*Instruction*
Can you return every record below verbatim, leaving out the pictures?

*Record extracts*
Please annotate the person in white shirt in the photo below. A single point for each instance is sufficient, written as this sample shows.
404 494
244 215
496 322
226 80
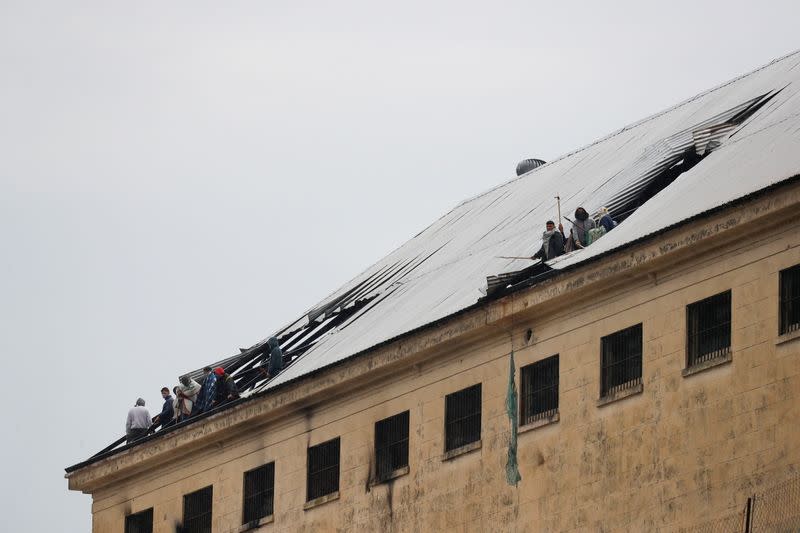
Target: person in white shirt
138 422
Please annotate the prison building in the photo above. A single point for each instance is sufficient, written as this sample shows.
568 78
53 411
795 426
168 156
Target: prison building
648 382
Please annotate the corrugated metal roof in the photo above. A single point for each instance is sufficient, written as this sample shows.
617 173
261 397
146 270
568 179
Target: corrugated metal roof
741 137
443 269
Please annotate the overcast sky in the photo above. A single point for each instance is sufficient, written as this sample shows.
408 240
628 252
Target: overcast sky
179 179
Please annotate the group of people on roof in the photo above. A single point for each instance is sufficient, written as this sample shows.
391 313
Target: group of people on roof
192 398
584 232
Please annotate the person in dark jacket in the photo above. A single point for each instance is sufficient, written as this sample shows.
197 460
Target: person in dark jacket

*Response to the task*
Please annotate the person in white shirt in the photo below. A single point for each instance is sufficient, written as this sample shows.
404 494
244 215
496 322
226 80
Target: person in white shirt
138 422
Please annotate the prison building in the photo above. A single point for each instance is sufficient, written as this sample shows.
568 78
53 411
795 426
168 156
Target: prison building
648 382
Please annotate the corrugated metal roof in the photo above. A single point for each instance is sufficient, written as this sample shows.
617 173
261 397
146 270
568 179
Target: corrugated metal roof
741 137
443 269
Please annotate the overcast sky in the photo above. A single point for each instance is sufficient, written as this sample shows.
408 240
628 252
Target: overcast sky
179 179
Please annotate the group of people on roof in the photo above. A single point for each instance is sufficient, written as this sample shows.
391 313
Target: group of people on roof
192 398
584 232
Please annotate the person in dark jacket in the photo above. A single point for each instance is sufficient, written as this sample shows.
197 460
Target: person in dark jacket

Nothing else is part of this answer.